Written problem a:
Quote, word for word, the portion of the multiple categorical predictors tutorial below that opens with "- end_lat: The" and closes with "ride plan (Walk-up)".

=== Source excerpt ===

Multiple Categorical Predictors
Add more than one categorical predictor
Let’s explore the ability to add more than one categorical predictor to our model. This will then build into thinking through interactions. Let’s load some new data. These are bike data from Philadelphia program, called Indego. The data loaded below are from Q3 of 2023.
Here is information about the columns in the data.
- trip_id: Locally unique integer that identifies the trip
- duration: Length of trip in minutes
- start_time: The date/time when the trip began, presented in ISO 8601 format in local time
- end_time: The date/time when the trip ended, presented in ISO 8601 format in local time
- start_station: The station ID where the trip originated (for station name and more information on each station see the Station Table)
- start_lat: The latitude of the station where the trip originated
- start_lon: The longitude of the station where the trip originated
- end_station: The station ID where the trip terminated (for station name and more information on each station see the Station Table)
- end_lat: The latitude of the station where the trip terminated
- end_lon: The longitude of the station where the trip terminated
- bike_id: Locally unique integer that identifies the bike
- plan_duration: The number of days that the plan the passholder is using entitles them to ride; 0 is used for a single ride plan (Walk-up)
- trip_route_category: “Round Trip” for trips starting and ending at the same station or “One Way” for all other trips
- passholder_type: The name of the passholder’s plan
- bike_type: The kind of bike used on the trip, including standard pedal-powered bikes or electric assist bikes
library(tidyverse)

=== Data for this exercise ===

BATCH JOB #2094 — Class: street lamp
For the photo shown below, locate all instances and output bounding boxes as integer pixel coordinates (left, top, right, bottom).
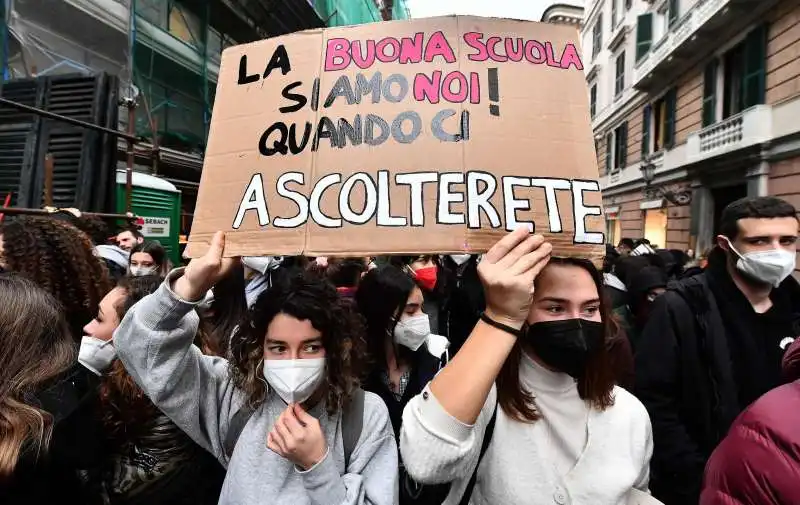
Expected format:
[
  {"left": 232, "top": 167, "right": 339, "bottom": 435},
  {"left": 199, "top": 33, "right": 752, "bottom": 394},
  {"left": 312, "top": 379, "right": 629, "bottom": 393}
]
[{"left": 639, "top": 156, "right": 692, "bottom": 206}]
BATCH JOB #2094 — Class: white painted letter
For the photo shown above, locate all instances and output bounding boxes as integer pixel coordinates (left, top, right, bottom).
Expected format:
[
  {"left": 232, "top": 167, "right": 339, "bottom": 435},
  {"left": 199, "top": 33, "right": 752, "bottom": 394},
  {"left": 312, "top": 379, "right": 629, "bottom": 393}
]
[
  {"left": 310, "top": 174, "right": 342, "bottom": 228},
  {"left": 231, "top": 174, "right": 269, "bottom": 230},
  {"left": 436, "top": 172, "right": 466, "bottom": 224},
  {"left": 531, "top": 177, "right": 571, "bottom": 233},
  {"left": 272, "top": 172, "right": 308, "bottom": 228},
  {"left": 572, "top": 181, "right": 606, "bottom": 244},
  {"left": 339, "top": 172, "right": 378, "bottom": 224},
  {"left": 378, "top": 170, "right": 408, "bottom": 226},
  {"left": 467, "top": 172, "right": 501, "bottom": 229},
  {"left": 394, "top": 172, "right": 439, "bottom": 226},
  {"left": 503, "top": 177, "right": 534, "bottom": 233}
]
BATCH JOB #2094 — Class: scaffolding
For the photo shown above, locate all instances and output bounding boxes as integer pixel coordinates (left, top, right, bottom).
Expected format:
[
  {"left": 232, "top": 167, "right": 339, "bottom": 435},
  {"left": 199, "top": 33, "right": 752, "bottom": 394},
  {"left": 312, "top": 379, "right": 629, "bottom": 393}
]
[{"left": 314, "top": 0, "right": 409, "bottom": 27}]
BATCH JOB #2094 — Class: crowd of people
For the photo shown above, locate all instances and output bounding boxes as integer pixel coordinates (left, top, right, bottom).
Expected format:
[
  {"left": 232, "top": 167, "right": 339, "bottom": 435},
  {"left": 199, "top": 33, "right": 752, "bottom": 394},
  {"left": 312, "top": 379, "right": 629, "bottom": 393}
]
[{"left": 0, "top": 197, "right": 800, "bottom": 505}]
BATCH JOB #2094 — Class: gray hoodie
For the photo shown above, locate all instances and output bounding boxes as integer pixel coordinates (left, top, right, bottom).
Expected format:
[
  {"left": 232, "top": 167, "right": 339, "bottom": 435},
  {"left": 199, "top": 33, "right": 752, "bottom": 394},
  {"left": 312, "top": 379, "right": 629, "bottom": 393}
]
[{"left": 114, "top": 272, "right": 398, "bottom": 505}]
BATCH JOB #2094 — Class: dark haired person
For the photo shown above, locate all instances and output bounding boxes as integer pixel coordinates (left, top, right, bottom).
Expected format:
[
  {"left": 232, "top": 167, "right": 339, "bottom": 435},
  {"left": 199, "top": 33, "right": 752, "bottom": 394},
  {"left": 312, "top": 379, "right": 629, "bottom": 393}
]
[
  {"left": 636, "top": 197, "right": 800, "bottom": 505},
  {"left": 400, "top": 229, "right": 652, "bottom": 505},
  {"left": 617, "top": 238, "right": 636, "bottom": 256},
  {"left": 0, "top": 273, "right": 102, "bottom": 505},
  {"left": 128, "top": 241, "right": 170, "bottom": 277},
  {"left": 79, "top": 276, "right": 225, "bottom": 505},
  {"left": 355, "top": 265, "right": 447, "bottom": 505},
  {"left": 326, "top": 257, "right": 369, "bottom": 298},
  {"left": 117, "top": 228, "right": 144, "bottom": 251},
  {"left": 114, "top": 233, "right": 397, "bottom": 505}
]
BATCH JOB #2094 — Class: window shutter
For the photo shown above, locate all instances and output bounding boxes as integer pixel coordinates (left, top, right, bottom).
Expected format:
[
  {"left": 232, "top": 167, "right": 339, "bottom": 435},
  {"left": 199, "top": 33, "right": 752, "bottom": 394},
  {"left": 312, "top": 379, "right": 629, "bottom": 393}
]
[
  {"left": 703, "top": 60, "right": 719, "bottom": 128},
  {"left": 667, "top": 0, "right": 678, "bottom": 29},
  {"left": 642, "top": 104, "right": 653, "bottom": 158},
  {"left": 742, "top": 25, "right": 767, "bottom": 109},
  {"left": 664, "top": 88, "right": 678, "bottom": 149},
  {"left": 636, "top": 13, "right": 653, "bottom": 61}
]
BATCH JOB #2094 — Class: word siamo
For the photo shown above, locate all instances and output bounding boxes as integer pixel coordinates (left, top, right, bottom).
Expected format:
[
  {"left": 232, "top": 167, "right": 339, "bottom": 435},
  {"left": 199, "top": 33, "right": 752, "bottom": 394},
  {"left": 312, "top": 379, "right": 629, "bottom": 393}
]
[
  {"left": 325, "top": 31, "right": 583, "bottom": 72},
  {"left": 231, "top": 170, "right": 605, "bottom": 244}
]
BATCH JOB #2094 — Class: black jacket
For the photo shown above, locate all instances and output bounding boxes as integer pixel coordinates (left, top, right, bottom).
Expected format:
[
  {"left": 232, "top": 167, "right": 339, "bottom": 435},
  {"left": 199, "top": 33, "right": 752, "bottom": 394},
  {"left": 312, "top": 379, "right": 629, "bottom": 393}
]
[
  {"left": 0, "top": 364, "right": 104, "bottom": 505},
  {"left": 363, "top": 346, "right": 450, "bottom": 505},
  {"left": 635, "top": 260, "right": 800, "bottom": 505},
  {"left": 439, "top": 256, "right": 486, "bottom": 358}
]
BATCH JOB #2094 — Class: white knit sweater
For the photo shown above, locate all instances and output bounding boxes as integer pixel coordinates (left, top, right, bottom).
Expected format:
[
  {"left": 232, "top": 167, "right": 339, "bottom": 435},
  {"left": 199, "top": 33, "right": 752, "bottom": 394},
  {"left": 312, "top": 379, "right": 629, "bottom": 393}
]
[{"left": 400, "top": 350, "right": 653, "bottom": 505}]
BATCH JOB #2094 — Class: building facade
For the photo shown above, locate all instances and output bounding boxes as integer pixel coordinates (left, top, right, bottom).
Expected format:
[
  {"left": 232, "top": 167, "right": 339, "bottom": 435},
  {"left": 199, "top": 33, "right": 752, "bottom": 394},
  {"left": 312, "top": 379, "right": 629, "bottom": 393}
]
[
  {"left": 582, "top": 0, "right": 800, "bottom": 260},
  {"left": 0, "top": 0, "right": 408, "bottom": 230}
]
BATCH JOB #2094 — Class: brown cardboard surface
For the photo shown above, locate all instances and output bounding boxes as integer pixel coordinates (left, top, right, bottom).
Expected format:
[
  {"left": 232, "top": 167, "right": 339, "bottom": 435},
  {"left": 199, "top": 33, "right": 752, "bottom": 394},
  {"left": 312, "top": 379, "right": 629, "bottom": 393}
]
[{"left": 187, "top": 16, "right": 605, "bottom": 259}]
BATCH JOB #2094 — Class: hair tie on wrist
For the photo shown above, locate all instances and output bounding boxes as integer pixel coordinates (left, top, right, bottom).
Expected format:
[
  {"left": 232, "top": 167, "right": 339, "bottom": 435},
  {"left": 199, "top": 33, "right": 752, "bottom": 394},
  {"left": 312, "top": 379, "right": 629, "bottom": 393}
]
[{"left": 481, "top": 312, "right": 523, "bottom": 337}]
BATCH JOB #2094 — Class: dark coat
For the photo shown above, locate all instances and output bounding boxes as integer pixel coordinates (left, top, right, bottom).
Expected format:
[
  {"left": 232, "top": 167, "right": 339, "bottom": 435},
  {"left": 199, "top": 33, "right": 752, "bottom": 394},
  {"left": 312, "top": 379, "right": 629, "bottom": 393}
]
[
  {"left": 0, "top": 364, "right": 104, "bottom": 505},
  {"left": 700, "top": 340, "right": 800, "bottom": 505},
  {"left": 635, "top": 260, "right": 800, "bottom": 505}
]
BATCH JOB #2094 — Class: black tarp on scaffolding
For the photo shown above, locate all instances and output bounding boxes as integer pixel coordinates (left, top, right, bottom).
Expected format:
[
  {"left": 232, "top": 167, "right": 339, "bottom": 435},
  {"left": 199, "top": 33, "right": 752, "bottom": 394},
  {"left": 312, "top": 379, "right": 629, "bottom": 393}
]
[{"left": 0, "top": 73, "right": 118, "bottom": 212}]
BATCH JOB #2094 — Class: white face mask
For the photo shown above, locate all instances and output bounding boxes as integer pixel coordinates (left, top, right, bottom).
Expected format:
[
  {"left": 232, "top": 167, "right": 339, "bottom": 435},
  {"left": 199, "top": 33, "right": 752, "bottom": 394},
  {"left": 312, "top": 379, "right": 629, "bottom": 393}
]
[
  {"left": 450, "top": 254, "right": 472, "bottom": 266},
  {"left": 78, "top": 337, "right": 117, "bottom": 375},
  {"left": 728, "top": 240, "right": 796, "bottom": 288},
  {"left": 264, "top": 358, "right": 325, "bottom": 404},
  {"left": 130, "top": 267, "right": 158, "bottom": 277},
  {"left": 242, "top": 256, "right": 283, "bottom": 275},
  {"left": 394, "top": 314, "right": 431, "bottom": 351}
]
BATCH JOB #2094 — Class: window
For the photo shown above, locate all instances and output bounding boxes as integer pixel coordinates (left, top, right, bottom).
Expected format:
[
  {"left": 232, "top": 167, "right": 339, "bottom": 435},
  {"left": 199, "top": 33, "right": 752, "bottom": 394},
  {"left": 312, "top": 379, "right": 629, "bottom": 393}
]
[
  {"left": 644, "top": 209, "right": 667, "bottom": 249},
  {"left": 648, "top": 88, "right": 677, "bottom": 153},
  {"left": 636, "top": 14, "right": 653, "bottom": 61},
  {"left": 642, "top": 104, "right": 653, "bottom": 158},
  {"left": 614, "top": 121, "right": 628, "bottom": 169},
  {"left": 592, "top": 14, "right": 603, "bottom": 58},
  {"left": 703, "top": 60, "right": 719, "bottom": 128},
  {"left": 611, "top": 0, "right": 621, "bottom": 29},
  {"left": 614, "top": 51, "right": 625, "bottom": 97},
  {"left": 715, "top": 25, "right": 767, "bottom": 119},
  {"left": 606, "top": 217, "right": 622, "bottom": 244},
  {"left": 667, "top": 0, "right": 678, "bottom": 30}
]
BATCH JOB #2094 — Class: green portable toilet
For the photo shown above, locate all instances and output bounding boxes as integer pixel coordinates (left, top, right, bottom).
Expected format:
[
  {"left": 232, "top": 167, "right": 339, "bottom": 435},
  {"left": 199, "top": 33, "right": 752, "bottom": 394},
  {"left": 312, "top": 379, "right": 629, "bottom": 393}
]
[{"left": 117, "top": 170, "right": 181, "bottom": 265}]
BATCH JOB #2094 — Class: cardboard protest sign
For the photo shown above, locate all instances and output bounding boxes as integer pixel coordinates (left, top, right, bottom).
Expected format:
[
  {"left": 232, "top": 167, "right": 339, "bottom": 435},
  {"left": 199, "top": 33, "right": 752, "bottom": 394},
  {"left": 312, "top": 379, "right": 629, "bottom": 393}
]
[{"left": 187, "top": 16, "right": 605, "bottom": 259}]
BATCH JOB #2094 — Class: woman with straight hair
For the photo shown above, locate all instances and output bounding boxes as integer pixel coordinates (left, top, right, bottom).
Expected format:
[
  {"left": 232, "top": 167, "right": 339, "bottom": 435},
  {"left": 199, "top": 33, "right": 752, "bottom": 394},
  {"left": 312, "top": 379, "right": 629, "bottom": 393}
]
[
  {"left": 0, "top": 274, "right": 100, "bottom": 505},
  {"left": 356, "top": 264, "right": 447, "bottom": 505},
  {"left": 400, "top": 229, "right": 653, "bottom": 505}
]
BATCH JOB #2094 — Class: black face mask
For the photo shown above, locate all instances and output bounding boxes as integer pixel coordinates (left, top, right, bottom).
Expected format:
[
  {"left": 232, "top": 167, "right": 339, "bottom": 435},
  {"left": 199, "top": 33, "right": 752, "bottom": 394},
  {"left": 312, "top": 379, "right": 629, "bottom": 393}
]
[{"left": 525, "top": 319, "right": 605, "bottom": 379}]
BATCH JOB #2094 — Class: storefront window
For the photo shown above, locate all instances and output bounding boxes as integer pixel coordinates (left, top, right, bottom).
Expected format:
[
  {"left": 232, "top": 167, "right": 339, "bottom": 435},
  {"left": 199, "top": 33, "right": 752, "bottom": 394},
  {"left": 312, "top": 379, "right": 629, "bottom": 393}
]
[{"left": 644, "top": 209, "right": 667, "bottom": 248}]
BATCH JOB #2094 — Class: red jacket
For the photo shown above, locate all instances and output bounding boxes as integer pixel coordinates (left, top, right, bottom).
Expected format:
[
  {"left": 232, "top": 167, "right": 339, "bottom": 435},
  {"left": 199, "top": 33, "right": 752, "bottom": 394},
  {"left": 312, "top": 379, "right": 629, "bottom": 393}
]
[{"left": 700, "top": 338, "right": 800, "bottom": 505}]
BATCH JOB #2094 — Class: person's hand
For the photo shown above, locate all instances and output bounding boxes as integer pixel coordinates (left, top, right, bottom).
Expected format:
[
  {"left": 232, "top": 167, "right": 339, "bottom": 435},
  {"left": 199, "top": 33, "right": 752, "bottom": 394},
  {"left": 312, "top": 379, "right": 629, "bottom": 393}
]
[
  {"left": 267, "top": 403, "right": 328, "bottom": 470},
  {"left": 478, "top": 228, "right": 553, "bottom": 329},
  {"left": 172, "top": 231, "right": 239, "bottom": 302}
]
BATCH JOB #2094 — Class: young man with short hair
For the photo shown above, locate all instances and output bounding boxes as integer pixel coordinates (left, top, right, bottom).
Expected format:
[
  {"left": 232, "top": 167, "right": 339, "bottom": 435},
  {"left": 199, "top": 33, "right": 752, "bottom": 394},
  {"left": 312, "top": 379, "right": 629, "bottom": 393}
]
[{"left": 636, "top": 197, "right": 800, "bottom": 505}]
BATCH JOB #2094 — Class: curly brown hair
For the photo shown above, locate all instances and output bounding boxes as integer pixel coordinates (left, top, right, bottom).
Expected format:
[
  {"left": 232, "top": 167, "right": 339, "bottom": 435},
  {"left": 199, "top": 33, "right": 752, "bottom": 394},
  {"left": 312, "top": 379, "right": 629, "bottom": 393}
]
[
  {"left": 99, "top": 275, "right": 162, "bottom": 444},
  {"left": 0, "top": 216, "right": 112, "bottom": 340},
  {"left": 230, "top": 271, "right": 366, "bottom": 415}
]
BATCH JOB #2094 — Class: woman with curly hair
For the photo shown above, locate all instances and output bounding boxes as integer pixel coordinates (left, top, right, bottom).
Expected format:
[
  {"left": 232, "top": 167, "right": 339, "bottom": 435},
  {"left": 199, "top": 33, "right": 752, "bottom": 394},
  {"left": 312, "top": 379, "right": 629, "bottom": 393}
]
[
  {"left": 81, "top": 275, "right": 225, "bottom": 505},
  {"left": 114, "top": 233, "right": 397, "bottom": 505},
  {"left": 0, "top": 274, "right": 101, "bottom": 505},
  {"left": 0, "top": 216, "right": 111, "bottom": 339}
]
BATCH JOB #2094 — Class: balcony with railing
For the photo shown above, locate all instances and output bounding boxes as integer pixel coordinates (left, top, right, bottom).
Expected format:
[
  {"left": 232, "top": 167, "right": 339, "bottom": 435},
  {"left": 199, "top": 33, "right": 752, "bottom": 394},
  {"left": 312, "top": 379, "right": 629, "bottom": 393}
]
[
  {"left": 633, "top": 0, "right": 779, "bottom": 91},
  {"left": 686, "top": 105, "right": 773, "bottom": 163},
  {"left": 633, "top": 0, "right": 735, "bottom": 89}
]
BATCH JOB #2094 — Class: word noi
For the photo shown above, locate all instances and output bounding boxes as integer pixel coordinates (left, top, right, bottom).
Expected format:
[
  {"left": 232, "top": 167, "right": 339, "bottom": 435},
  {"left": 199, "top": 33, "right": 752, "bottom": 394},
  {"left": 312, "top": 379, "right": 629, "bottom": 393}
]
[
  {"left": 231, "top": 170, "right": 605, "bottom": 244},
  {"left": 325, "top": 31, "right": 583, "bottom": 72}
]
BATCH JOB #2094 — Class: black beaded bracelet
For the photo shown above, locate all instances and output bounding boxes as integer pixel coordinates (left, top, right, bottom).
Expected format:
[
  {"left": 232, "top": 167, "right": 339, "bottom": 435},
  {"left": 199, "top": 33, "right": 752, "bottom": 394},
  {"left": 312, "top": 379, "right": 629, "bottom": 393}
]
[{"left": 481, "top": 312, "right": 522, "bottom": 337}]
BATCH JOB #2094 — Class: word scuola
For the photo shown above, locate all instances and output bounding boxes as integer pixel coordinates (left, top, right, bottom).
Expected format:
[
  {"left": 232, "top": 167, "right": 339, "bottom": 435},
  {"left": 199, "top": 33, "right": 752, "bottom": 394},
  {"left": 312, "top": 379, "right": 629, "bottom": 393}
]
[{"left": 231, "top": 170, "right": 605, "bottom": 244}]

===

Written problem b:
Extract each line of the records above that contains the string "cardboard". The match is case-sensitive.

Task output a:
- end_lat: The latitude of the station where the trip terminated
- end_lon: The longitude of the station where the trip terminated
- bike_id: Locally unique integer that identifies the bike
- plan_duration: The number of days that the plan the passholder is using entitles them to ride; 0 is used for a single ride plan (Walk-up)

Task output b:
BATCH JOB #2094 — Class: brown cardboard surface
BATCH JOB #2094 — Class: cardboard protest sign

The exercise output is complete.